### Текст для чтения
****************************************
Вопрос не в том, есть ли в буддийской литературе правила строгой нравственности. Об этом едва ли можно спорить. Но нельзя не недоумевать, когда один и тот же автор по одному и тому же факту, подлежавшему его наблюдению, дает два мнения совершенно противоположные: то он говорит: “покупать водку и пьянствовать в монгольских монастырях не в обычае, да притом ламы не обладают для сего и достаточными средствами” (Очерки, стр. 179.); а раньше, по всей вероятности на основании тех же своих дневников, свидетельствовал, что ламы “пьют вино как воду... приносят подарки, стоющие десятки тысяч рублей, хотя первое правило ламы - крайняя нестяжательность” (Образцы и проч., стр. 81.).
****************************************
### Перечень
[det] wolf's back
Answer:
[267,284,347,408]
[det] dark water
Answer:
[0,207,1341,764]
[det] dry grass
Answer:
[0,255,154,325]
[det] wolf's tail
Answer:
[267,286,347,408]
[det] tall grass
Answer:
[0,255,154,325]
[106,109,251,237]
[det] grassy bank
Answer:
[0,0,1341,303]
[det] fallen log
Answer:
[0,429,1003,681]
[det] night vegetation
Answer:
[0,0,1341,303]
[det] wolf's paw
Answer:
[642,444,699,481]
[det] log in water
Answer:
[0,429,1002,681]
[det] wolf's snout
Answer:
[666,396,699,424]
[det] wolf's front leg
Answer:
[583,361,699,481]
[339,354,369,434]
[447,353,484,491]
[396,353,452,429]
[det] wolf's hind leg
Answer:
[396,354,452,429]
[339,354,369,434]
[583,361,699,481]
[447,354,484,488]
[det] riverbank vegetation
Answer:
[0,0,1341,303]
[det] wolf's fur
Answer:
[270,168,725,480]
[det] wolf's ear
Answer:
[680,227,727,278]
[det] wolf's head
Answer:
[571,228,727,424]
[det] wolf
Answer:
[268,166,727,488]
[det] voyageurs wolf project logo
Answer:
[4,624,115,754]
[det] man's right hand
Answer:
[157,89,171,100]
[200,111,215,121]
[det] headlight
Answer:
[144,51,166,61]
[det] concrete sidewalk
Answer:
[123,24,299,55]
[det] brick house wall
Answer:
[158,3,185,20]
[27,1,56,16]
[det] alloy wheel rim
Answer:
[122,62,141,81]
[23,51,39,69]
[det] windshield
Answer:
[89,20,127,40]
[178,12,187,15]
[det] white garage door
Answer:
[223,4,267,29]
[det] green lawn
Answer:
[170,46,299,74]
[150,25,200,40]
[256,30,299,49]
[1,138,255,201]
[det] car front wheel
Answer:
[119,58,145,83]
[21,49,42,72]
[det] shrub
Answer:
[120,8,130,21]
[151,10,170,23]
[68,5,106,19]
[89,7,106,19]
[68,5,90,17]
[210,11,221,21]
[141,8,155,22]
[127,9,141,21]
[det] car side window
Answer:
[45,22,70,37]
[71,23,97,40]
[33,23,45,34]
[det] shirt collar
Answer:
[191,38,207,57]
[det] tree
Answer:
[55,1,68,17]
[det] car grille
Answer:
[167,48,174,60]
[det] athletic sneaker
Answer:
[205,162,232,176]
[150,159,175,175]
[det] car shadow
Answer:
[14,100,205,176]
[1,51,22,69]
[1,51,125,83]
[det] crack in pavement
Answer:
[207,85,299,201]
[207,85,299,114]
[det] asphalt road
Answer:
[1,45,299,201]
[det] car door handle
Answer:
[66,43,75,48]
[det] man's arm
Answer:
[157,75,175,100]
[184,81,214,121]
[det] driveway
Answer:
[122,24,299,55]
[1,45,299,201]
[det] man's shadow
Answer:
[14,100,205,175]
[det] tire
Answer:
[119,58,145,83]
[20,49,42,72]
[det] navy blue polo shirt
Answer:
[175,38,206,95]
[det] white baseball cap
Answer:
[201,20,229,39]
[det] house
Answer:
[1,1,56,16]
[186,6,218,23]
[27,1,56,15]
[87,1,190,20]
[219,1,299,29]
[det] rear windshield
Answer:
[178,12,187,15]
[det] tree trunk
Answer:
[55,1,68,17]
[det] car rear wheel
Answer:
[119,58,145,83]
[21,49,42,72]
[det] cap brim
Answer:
****************************************
### Задания
• a. Какое первое правило ламы названо в тексте о монгольских ламах?
• b. Продолжите текст о противоречивых свидетельствах о монгольских ламах после его последнего предложения.

### Ответы
• a. Крайняя нестяжательность.

• b.
Где же правда? Куда вкралась кривда? Конечно, можно и не сильно добиваться ответа, можно успокоиться на том соображении, что указанные противоречия имеют значение только для характеристики [439] нашего автора, а не в практическом деле, которому он хотел послужить, издавая свои наблюдения над монастырскою жизнью монголов; и несомненно, что администраторы обоих ведомств, как гражданского, так и духовного, для которых настоящая книга должна быть руководством к познанию ламства, при непосредственных сношениях с буддистами имеют полную возможность проверить справедливость показаний г. Позднеева, предпринявшего в настоящей книге неблагодарный труд защитника лам, апологета хуралов и хувараков.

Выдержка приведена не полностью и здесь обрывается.